→ What to do:
Nothing but an exact copy is wanted: the line with "Objective — one point per instance of the white baseball" and each line after it in the data below, last line included.

Stored data entries
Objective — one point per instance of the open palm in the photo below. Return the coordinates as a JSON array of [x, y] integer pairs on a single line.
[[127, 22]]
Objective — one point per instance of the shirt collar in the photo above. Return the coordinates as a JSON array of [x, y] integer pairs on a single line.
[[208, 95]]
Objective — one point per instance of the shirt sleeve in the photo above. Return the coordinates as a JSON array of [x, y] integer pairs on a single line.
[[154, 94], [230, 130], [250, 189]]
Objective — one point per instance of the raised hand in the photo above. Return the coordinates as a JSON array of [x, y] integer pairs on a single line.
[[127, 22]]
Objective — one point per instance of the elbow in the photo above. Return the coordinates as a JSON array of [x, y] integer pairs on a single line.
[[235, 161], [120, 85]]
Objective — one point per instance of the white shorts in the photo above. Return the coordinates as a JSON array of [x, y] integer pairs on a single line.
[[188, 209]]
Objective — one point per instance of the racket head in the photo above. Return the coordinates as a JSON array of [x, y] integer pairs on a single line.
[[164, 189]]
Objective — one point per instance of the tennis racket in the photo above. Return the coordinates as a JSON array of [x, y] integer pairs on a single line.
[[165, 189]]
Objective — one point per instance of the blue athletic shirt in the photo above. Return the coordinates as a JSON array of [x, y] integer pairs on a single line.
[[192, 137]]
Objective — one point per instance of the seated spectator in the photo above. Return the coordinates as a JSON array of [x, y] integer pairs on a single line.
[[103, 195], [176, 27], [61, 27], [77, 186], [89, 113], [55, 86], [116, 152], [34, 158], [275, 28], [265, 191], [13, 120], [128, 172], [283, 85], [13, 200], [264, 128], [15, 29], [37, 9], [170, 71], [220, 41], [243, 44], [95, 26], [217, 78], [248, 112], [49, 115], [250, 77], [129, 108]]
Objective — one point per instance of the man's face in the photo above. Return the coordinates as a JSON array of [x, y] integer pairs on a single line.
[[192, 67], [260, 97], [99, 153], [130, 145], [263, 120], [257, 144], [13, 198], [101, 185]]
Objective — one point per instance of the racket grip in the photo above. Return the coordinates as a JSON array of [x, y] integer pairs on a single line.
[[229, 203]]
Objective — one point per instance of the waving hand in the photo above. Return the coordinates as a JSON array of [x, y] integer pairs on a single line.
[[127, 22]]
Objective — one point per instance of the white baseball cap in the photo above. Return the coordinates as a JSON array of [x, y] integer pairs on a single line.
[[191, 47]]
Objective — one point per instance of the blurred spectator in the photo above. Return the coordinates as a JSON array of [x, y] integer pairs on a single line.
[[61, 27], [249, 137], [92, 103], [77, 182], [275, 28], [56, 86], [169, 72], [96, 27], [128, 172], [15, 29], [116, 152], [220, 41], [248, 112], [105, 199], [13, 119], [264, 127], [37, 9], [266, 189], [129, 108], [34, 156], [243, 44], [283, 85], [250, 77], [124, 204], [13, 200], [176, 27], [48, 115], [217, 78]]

→ Answer area:
Objective — one point per instance of the white baseball cap in the photo above. Return the coordinates as a JSON array of [x, y] integer pairs on a single line.
[[191, 47]]
Objective — one point per instance of the blurred spectator in the photo above. Return the coordinates as a JSON array of [x, y] integer pairs on a single line.
[[61, 27], [249, 137], [92, 103], [77, 182], [275, 28], [56, 86], [169, 72], [96, 27], [128, 172], [15, 29], [116, 152], [220, 41], [248, 112], [105, 199], [13, 119], [264, 127], [37, 9], [266, 189], [129, 108], [34, 156], [243, 44], [283, 85], [250, 77], [124, 204], [13, 200], [176, 27], [48, 115], [217, 78]]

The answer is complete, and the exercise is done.